Stated goal | Pull out each line in the material below that contains the string "stake". Case counts, so match capitals and lowercase exactly.

** Start of Provided records **

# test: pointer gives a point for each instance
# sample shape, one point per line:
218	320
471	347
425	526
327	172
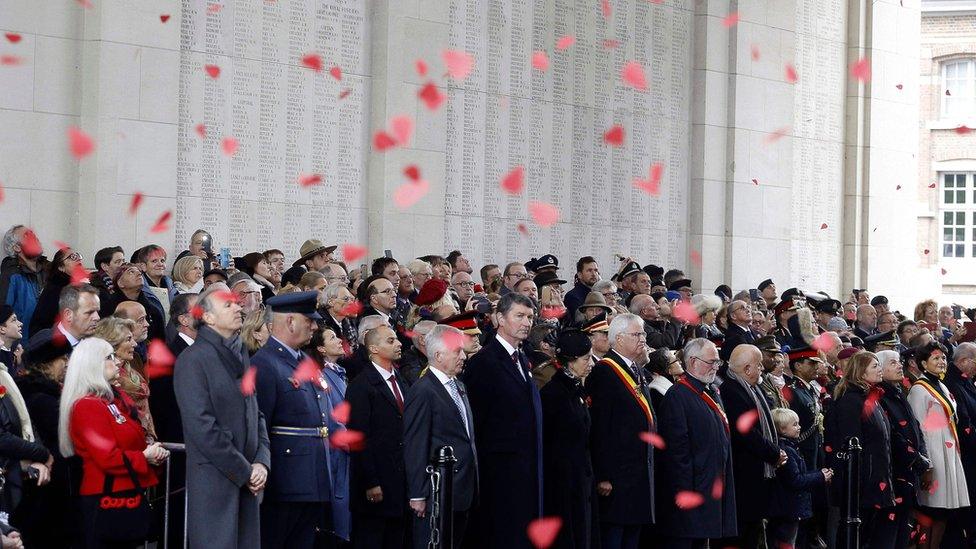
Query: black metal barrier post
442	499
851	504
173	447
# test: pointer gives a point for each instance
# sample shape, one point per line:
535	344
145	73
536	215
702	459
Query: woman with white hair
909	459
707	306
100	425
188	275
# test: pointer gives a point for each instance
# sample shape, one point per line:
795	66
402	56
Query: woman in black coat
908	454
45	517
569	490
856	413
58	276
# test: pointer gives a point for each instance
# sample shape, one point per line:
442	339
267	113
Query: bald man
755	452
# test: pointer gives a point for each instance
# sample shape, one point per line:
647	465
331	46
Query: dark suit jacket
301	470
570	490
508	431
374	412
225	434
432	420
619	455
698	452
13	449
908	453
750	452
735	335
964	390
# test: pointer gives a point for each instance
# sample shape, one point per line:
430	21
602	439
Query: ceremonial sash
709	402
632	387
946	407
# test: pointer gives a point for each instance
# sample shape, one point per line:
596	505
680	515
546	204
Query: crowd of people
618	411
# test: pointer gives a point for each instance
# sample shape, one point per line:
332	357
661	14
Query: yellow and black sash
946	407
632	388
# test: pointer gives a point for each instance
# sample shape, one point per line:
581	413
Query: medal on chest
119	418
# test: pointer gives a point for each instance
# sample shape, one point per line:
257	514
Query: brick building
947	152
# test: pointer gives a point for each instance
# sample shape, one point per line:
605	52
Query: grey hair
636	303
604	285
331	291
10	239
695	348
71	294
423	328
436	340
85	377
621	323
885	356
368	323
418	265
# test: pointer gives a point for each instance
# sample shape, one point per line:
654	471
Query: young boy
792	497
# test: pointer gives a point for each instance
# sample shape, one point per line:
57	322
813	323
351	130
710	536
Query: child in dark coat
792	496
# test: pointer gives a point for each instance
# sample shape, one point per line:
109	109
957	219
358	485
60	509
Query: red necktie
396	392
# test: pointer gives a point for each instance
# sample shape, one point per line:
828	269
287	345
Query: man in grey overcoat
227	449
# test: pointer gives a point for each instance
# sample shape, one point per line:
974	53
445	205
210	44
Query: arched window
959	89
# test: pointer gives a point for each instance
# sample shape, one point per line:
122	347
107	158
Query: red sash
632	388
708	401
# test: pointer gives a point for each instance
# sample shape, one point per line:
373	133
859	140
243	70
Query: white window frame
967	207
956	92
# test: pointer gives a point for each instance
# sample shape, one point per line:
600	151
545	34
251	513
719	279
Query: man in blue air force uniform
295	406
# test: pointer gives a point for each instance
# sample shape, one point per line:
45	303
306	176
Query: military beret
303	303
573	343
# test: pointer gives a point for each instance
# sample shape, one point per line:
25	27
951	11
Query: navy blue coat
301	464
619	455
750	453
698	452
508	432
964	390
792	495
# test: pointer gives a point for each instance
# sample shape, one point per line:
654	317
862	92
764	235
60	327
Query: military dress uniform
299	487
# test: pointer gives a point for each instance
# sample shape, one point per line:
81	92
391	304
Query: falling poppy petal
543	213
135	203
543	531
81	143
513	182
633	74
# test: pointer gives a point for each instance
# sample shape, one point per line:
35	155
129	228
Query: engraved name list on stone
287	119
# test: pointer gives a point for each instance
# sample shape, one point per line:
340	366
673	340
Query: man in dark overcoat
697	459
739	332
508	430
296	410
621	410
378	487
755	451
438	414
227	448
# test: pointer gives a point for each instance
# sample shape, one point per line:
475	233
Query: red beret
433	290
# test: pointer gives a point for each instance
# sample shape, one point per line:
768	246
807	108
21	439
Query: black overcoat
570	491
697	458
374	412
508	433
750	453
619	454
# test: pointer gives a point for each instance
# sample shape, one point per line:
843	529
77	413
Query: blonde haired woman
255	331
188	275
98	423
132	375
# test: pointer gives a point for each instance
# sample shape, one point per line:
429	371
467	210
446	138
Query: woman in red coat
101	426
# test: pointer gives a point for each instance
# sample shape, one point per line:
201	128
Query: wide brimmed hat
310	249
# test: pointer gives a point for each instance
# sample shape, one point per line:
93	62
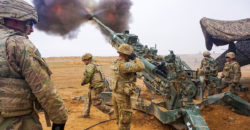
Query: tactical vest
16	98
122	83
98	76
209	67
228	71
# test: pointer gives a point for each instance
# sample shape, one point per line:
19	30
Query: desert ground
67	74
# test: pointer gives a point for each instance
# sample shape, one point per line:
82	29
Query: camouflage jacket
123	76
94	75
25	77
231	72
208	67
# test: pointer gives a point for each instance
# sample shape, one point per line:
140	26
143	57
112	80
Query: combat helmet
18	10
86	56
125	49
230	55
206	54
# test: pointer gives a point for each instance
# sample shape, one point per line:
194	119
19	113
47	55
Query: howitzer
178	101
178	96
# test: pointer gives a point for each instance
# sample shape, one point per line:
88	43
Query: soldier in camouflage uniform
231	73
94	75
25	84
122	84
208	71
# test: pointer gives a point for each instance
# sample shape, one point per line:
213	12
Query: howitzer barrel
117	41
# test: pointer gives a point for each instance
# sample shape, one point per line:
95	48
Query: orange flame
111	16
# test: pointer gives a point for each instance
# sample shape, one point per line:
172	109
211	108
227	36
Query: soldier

** End of Provided records **
** Start of Provided records **

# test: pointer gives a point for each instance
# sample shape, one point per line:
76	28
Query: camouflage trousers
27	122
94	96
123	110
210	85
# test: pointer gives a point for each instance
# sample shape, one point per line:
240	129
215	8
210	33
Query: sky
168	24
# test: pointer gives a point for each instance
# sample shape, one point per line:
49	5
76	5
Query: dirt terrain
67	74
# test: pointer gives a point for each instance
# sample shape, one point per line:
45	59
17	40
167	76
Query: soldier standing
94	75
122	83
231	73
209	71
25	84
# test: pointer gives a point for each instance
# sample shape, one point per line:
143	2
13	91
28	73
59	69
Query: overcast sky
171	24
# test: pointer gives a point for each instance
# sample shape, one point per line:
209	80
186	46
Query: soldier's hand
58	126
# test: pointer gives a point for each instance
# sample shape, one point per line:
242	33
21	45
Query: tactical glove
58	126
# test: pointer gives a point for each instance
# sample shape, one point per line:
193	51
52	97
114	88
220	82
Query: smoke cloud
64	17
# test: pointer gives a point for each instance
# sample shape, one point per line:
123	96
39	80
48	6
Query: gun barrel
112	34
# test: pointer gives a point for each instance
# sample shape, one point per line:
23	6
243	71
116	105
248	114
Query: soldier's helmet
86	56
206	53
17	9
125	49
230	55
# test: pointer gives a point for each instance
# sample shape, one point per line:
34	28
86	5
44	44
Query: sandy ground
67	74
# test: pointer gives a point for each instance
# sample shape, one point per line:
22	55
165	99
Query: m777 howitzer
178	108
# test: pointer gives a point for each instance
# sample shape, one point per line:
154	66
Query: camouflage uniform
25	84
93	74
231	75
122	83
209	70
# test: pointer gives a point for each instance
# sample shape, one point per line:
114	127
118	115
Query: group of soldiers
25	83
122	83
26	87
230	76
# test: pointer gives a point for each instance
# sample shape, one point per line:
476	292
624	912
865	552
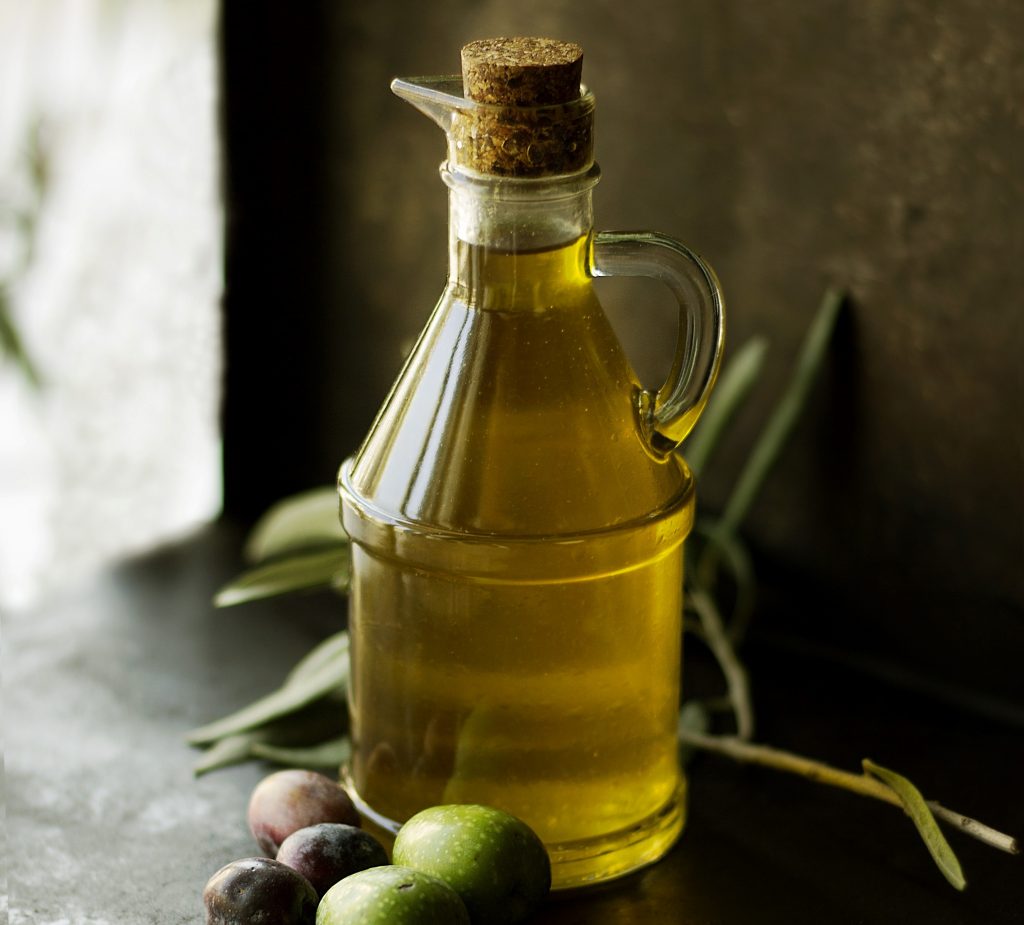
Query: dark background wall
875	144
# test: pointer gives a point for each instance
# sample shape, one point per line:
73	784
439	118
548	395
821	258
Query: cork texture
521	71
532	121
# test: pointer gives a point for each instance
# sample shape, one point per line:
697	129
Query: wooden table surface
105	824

** End of Provided records **
** Start of Provided records **

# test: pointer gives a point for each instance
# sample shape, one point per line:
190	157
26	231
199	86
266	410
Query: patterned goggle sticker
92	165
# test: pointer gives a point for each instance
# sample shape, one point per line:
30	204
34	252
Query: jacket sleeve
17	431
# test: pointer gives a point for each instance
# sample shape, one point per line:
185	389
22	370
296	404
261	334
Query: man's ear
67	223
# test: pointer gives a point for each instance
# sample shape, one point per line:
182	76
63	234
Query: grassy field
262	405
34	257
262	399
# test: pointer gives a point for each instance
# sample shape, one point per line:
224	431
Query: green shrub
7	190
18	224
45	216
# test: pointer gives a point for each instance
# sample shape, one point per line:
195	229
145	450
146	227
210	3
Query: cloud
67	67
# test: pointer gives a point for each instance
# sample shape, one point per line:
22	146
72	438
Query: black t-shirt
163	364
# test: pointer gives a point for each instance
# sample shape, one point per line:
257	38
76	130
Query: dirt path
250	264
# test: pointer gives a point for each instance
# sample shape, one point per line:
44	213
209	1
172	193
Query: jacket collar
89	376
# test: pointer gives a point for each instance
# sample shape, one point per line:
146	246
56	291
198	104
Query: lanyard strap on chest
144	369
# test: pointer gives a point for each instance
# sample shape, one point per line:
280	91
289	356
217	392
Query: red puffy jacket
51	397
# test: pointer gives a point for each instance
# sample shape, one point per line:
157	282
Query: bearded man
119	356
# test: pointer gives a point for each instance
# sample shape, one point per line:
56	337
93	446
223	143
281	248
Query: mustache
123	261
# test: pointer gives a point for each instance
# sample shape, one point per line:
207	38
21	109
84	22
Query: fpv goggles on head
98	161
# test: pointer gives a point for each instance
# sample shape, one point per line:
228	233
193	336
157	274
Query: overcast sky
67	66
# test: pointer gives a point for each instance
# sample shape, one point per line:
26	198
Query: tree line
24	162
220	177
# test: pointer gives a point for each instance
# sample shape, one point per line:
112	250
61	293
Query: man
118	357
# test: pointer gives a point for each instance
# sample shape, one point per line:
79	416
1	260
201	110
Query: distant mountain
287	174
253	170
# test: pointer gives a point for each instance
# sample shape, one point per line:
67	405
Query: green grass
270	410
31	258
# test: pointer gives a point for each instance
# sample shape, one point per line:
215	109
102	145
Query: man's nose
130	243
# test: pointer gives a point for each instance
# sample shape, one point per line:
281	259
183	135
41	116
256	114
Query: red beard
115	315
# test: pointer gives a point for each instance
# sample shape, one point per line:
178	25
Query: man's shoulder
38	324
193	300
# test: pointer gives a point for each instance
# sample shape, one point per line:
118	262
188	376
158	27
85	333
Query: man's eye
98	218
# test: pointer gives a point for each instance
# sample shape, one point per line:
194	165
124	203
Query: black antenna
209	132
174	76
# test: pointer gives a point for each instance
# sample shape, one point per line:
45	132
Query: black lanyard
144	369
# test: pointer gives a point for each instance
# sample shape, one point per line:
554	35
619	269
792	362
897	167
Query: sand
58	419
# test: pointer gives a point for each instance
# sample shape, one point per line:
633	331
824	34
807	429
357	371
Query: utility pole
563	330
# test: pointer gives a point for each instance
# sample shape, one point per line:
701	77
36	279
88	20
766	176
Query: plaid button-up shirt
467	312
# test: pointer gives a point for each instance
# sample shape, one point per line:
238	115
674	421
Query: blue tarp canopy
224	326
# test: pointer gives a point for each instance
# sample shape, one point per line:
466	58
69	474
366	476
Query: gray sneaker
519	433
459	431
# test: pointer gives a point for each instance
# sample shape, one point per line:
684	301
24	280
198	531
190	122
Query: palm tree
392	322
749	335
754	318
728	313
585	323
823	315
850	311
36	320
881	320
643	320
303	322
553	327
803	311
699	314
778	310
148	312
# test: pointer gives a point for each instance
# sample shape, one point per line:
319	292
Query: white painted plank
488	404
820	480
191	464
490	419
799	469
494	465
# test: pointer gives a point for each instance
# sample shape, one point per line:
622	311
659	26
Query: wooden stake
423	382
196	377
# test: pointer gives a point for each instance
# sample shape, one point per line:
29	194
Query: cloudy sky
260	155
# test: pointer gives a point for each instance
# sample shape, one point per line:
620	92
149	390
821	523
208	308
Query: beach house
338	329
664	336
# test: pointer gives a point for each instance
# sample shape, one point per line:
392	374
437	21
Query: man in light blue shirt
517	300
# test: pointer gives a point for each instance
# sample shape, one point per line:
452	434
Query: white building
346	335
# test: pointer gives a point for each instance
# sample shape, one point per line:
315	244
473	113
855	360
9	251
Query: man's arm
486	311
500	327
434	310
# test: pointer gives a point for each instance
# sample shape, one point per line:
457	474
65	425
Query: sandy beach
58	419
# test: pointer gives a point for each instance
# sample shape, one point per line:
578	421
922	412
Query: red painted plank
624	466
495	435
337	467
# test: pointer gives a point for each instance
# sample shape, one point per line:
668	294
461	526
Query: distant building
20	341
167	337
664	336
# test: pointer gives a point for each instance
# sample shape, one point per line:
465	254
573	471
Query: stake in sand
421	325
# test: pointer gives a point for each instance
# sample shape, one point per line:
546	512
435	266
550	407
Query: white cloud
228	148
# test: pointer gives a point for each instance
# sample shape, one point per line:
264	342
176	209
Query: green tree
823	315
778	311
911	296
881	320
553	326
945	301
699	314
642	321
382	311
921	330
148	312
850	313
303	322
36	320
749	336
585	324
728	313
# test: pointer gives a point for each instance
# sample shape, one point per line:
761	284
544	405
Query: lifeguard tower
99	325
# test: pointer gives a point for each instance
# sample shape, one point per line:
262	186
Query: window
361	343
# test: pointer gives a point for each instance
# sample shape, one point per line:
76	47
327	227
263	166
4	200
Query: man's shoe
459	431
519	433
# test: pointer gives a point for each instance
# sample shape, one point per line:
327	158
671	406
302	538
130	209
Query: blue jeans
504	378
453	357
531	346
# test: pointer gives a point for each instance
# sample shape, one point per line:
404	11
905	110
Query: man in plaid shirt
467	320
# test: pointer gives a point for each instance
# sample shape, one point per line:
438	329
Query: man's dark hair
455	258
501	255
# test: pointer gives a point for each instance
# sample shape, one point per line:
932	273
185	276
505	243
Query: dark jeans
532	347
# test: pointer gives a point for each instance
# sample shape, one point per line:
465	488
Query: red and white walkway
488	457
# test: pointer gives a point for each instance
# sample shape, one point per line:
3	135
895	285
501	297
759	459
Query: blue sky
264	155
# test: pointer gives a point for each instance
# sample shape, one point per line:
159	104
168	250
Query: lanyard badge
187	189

** End of Provided records **

Answer in full |
Query: wooden stake
Query: stake in sand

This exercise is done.